=== Data shown ===

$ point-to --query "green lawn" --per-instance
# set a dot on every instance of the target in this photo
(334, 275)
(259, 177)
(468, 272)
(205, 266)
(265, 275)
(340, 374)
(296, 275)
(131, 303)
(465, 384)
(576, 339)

===

• **Work item**
Please repeat every record above word for word.

• **Task response**
$ point-to --query "green lawn" --per-instance
# set a dot on every instance of the target in this photo
(334, 275)
(259, 177)
(468, 272)
(205, 266)
(265, 275)
(340, 374)
(296, 275)
(131, 303)
(465, 384)
(576, 339)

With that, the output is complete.